YOUR GOAL: Rewrite the lines below, changing "sunglasses" to "a hat" and keeping everything else the same.

Saved entries:
* Begin *
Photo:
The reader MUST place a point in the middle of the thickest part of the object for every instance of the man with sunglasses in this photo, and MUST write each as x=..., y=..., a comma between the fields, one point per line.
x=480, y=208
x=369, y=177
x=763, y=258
* End *
FULL RESPONSE:
Photo:
The reader MUST place a point in the middle of the thickest part of the object for every instance of the man with a hat in this photo, and MUST write each as x=..., y=..., a comma between the fields, one point per line.
x=480, y=208
x=369, y=177
x=763, y=258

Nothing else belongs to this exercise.